PROVIDED DATA
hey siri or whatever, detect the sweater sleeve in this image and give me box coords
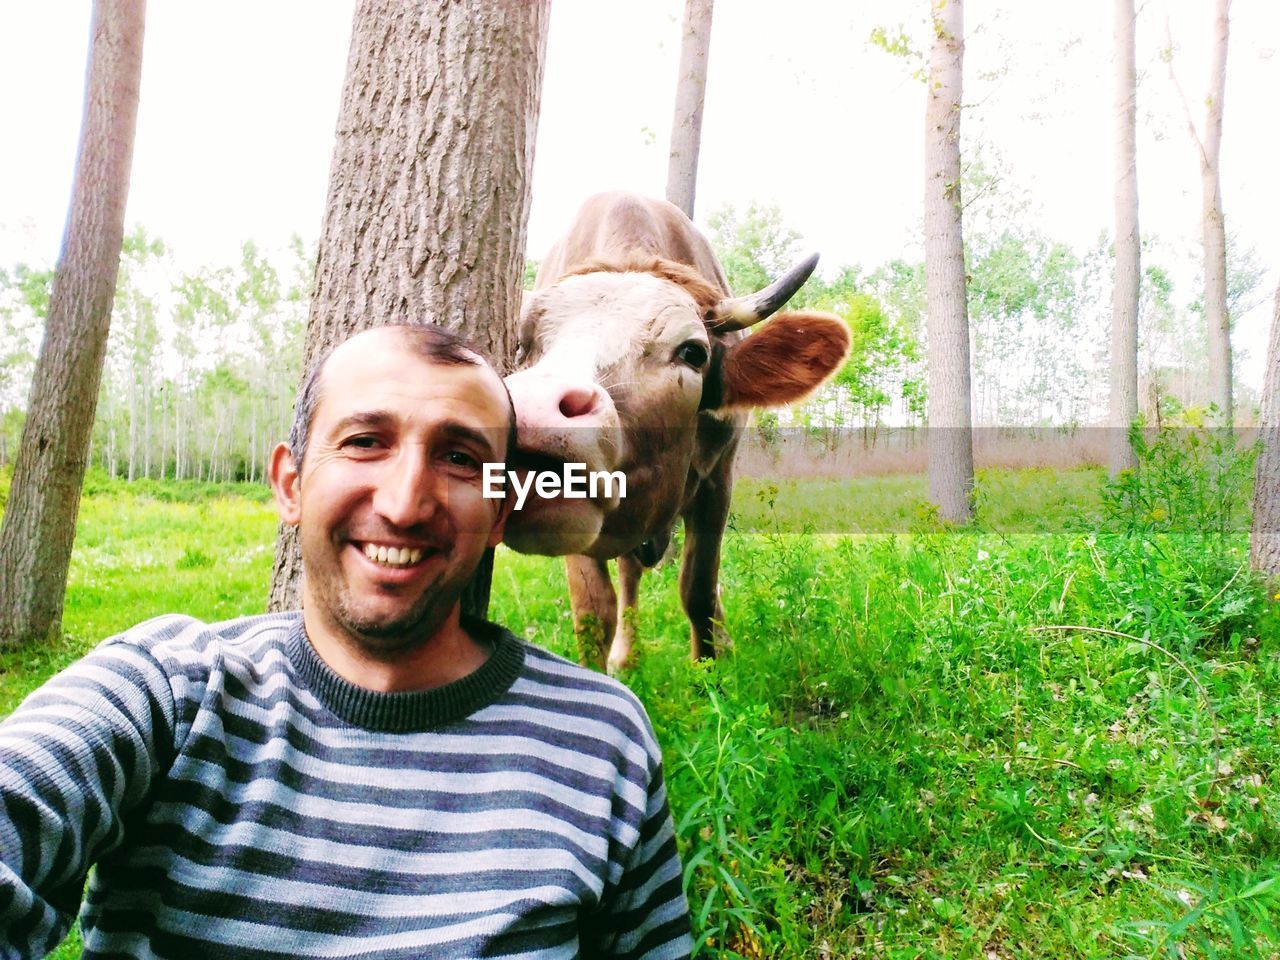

--

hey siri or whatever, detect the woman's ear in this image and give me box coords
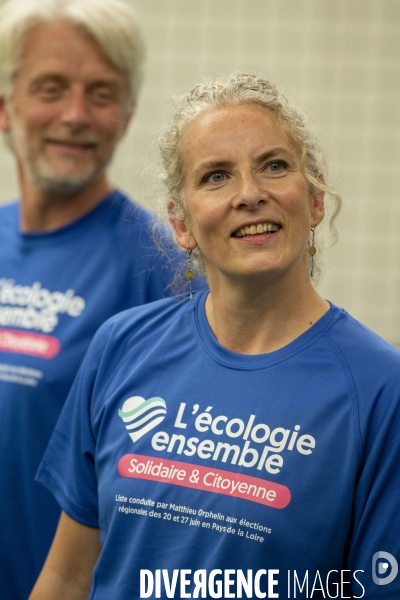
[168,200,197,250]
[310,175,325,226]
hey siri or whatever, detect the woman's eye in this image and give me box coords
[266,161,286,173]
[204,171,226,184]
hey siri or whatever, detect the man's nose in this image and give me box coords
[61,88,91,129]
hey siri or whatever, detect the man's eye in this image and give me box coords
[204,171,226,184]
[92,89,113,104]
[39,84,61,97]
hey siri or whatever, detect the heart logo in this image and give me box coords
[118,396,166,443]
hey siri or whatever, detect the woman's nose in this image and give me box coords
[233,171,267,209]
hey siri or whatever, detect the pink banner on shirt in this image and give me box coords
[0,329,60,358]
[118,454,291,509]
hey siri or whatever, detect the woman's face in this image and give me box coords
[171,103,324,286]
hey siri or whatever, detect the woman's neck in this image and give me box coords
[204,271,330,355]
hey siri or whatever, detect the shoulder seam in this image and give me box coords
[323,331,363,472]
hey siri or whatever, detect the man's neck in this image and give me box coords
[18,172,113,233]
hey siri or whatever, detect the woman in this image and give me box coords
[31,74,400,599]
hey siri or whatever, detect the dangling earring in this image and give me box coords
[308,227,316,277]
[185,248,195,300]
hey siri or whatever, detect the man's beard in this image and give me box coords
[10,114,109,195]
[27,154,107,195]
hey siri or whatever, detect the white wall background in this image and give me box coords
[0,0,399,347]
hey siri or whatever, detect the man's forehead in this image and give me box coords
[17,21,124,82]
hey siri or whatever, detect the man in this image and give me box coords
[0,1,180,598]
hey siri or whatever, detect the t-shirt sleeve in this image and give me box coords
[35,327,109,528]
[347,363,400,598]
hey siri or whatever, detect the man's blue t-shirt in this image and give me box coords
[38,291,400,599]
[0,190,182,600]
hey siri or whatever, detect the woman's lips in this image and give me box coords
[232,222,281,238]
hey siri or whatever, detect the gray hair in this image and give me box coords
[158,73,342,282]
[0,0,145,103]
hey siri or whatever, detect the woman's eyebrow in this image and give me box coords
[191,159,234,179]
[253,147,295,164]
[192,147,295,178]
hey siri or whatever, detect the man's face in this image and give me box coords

THE PROBLEM
Print the lines above from the one with "hey siri or whatever, detect the man's blue" through the one with "hey siri or whatever, detect the man's face", both included, exactly as written and nothing more.

EXERCISE RESPONSE
hey siri or whatever, detect the man's blue t-shirt in this image and give me box coords
[38,291,400,599]
[0,190,182,600]
hey siri or whatever, detect the woman's lips in this image and give me box coords
[232,222,281,238]
hey siri or whatever, detect the gray hair in this image and give me box coords
[158,73,342,282]
[0,0,145,103]
hey siri or whatever, detect the woman's eyebrow in this image and give me box coords
[191,159,234,179]
[253,147,295,164]
[192,147,295,178]
hey siri or whatever, detect the man's face in this image and give me box coords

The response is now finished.